> _Exercise aim_
Among the entries that follow, the required portion opens with the line containing "Target: butterfly antenna" and closes with the line containing "Target: butterfly leg". Give that portion again exactly, and nothing else.

◆ ◆ ◆

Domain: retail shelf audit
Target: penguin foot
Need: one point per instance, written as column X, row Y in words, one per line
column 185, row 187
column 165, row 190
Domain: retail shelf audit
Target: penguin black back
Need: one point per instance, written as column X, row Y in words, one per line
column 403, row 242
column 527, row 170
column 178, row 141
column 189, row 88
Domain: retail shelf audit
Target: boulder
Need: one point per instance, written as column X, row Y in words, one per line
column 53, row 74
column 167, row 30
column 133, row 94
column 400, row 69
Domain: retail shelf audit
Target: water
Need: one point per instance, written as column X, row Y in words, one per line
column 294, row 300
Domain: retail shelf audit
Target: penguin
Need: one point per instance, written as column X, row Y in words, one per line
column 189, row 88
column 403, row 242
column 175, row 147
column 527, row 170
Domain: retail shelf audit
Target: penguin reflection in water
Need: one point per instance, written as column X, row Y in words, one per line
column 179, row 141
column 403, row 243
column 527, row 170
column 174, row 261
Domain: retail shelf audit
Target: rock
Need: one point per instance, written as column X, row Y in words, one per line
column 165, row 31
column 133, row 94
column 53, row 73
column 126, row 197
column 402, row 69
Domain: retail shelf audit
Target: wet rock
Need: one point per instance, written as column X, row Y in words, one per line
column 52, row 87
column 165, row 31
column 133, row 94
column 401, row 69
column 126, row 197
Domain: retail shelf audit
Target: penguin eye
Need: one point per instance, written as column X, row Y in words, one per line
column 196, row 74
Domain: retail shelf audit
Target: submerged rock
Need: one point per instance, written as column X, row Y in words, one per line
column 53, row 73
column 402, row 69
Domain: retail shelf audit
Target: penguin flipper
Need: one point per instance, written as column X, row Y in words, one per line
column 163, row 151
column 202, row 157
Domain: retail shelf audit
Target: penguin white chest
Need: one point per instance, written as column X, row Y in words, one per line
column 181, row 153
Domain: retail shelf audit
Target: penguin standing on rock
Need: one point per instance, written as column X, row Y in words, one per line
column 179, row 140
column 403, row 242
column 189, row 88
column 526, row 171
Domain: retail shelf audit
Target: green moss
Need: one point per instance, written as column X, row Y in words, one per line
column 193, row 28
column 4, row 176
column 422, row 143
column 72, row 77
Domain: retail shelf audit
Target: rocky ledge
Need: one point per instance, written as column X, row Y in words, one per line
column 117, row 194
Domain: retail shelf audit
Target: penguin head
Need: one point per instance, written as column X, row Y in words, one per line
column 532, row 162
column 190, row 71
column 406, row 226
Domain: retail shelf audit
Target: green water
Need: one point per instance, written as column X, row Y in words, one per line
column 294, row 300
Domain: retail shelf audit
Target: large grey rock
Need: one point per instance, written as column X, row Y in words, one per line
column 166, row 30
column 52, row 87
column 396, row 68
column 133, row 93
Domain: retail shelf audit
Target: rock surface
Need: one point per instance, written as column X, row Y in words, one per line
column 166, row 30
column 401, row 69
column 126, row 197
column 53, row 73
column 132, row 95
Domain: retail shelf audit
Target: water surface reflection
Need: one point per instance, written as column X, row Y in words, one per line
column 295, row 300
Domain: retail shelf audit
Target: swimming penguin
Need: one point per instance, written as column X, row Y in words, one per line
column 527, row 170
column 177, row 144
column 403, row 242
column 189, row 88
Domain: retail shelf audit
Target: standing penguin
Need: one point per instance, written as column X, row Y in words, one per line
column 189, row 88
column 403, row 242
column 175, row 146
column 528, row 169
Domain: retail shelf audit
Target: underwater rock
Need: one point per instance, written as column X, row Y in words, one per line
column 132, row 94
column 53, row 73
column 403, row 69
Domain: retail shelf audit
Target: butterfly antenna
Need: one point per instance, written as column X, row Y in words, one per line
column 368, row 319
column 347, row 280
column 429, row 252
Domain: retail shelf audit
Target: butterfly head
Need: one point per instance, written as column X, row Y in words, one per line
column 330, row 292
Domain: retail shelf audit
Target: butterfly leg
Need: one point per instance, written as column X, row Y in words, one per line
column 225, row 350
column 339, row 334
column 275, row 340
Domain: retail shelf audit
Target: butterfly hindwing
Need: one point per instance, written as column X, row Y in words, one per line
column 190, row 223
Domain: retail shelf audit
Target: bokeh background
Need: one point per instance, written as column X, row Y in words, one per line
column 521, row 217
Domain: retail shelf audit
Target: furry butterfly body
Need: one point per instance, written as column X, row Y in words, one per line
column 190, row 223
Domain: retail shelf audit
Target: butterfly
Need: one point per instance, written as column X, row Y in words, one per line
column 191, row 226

◆ ◆ ◆

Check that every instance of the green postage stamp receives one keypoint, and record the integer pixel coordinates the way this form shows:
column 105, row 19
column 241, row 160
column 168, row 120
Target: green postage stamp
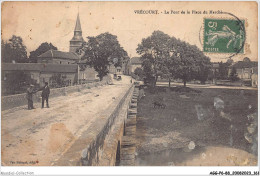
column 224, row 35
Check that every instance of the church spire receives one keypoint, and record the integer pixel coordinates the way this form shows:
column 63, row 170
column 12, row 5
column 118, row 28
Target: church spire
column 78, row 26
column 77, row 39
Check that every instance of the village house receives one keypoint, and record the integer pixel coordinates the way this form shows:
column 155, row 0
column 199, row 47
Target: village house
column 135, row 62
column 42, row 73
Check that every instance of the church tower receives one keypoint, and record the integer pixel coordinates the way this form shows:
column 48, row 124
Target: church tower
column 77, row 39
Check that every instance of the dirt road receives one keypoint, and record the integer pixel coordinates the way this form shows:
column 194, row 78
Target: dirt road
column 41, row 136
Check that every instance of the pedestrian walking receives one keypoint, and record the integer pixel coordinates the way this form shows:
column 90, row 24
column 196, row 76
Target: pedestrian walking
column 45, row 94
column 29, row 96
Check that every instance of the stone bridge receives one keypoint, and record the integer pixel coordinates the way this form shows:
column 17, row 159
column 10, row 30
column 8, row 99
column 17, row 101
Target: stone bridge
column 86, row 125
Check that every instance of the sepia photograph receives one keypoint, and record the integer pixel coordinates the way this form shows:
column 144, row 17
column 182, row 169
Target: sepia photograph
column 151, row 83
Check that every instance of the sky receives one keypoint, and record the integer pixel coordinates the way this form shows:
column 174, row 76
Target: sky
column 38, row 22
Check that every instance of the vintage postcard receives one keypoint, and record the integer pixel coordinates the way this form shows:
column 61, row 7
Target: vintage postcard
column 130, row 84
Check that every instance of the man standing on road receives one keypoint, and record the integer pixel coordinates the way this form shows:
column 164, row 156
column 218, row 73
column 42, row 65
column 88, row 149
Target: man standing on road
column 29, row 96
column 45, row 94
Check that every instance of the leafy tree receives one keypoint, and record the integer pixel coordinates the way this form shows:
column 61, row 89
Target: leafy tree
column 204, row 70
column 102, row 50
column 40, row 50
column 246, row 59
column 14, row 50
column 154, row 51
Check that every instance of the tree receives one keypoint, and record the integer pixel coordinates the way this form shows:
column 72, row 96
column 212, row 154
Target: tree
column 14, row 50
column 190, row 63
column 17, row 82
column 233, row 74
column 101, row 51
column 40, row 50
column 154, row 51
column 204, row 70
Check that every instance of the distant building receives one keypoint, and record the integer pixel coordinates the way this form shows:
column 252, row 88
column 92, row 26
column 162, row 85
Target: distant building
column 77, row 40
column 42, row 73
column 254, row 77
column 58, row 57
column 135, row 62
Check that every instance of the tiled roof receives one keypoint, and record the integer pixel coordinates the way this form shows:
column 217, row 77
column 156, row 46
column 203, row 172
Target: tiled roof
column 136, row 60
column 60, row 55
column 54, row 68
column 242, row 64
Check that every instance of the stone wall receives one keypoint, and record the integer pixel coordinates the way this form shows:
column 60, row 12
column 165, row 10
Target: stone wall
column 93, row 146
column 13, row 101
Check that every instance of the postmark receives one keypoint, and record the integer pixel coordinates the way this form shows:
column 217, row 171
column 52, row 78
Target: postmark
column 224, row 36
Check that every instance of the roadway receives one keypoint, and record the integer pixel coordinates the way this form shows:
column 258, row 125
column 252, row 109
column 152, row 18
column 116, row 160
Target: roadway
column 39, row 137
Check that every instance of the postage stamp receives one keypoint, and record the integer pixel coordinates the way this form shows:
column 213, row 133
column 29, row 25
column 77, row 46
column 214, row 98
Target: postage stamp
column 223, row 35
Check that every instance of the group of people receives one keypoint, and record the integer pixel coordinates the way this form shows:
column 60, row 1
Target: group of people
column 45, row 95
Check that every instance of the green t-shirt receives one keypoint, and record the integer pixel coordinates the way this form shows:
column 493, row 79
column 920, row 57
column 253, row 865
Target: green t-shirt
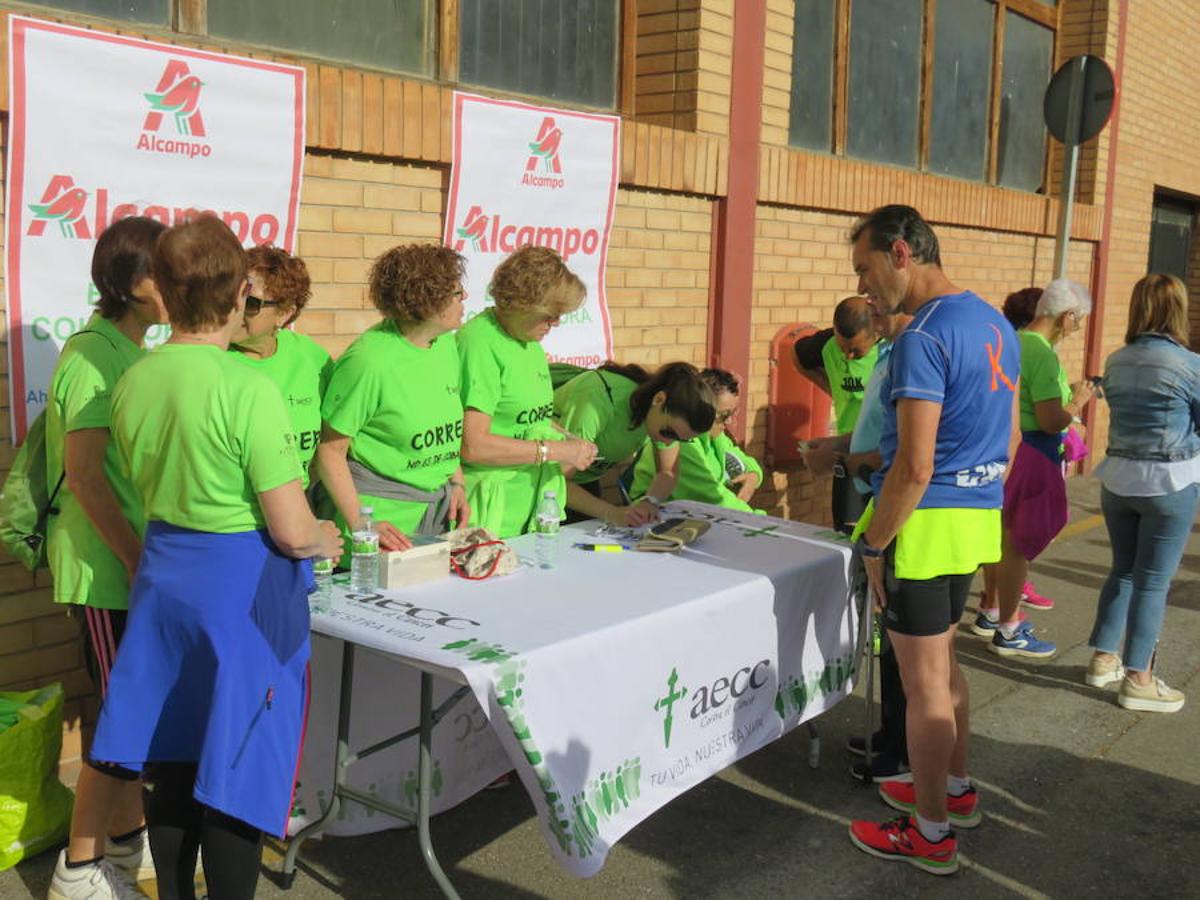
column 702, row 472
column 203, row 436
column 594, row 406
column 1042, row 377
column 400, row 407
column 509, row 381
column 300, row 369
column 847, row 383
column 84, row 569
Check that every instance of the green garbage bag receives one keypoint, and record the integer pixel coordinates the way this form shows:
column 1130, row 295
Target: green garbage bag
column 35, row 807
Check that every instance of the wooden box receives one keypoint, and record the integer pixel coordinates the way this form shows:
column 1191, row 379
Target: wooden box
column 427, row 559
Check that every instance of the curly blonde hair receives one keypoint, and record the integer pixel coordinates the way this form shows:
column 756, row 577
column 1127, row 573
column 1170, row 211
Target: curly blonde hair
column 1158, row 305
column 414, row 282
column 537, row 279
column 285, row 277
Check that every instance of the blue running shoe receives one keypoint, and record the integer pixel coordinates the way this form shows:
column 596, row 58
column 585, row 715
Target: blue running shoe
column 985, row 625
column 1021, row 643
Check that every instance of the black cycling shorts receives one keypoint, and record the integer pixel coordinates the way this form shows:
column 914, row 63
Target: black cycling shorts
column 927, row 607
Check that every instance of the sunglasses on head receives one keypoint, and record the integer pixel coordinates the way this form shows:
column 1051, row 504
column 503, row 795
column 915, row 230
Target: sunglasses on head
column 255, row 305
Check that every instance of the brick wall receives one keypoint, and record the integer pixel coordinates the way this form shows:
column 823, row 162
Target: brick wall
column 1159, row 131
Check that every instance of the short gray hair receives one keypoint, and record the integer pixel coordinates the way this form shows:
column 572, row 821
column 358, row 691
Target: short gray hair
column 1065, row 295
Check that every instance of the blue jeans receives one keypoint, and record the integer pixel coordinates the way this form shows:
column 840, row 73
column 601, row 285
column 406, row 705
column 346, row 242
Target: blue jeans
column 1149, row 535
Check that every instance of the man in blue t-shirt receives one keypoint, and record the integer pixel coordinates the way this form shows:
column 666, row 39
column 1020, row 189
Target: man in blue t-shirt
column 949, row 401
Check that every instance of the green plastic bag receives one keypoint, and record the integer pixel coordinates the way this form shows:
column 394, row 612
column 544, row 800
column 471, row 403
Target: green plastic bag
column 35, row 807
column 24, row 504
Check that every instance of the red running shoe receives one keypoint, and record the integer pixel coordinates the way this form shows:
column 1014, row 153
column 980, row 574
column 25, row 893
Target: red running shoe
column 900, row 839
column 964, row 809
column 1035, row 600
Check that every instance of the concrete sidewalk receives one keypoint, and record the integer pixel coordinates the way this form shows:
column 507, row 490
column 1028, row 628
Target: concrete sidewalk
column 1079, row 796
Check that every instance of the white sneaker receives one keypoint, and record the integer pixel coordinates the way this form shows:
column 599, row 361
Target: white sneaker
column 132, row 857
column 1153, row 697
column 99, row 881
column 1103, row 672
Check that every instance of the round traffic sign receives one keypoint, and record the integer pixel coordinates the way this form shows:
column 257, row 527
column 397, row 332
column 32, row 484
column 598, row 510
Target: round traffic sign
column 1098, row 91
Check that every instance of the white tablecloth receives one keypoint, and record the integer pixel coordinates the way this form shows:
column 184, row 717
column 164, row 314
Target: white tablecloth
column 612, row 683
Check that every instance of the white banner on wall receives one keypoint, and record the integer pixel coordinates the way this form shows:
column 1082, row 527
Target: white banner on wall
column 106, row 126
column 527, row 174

◆ ◆ ◆

> _Solution_
Target: butterfly antenna
Need: one point per instance, written as column X, row Y in words, one per line
column 368, row 319
column 347, row 280
column 429, row 252
Domain: retail shelf audit
Target: butterfly head
Need: one point per instance, written as column X, row Y in words, one per line
column 330, row 292
Domain: retail shelf audit
Target: butterfly leg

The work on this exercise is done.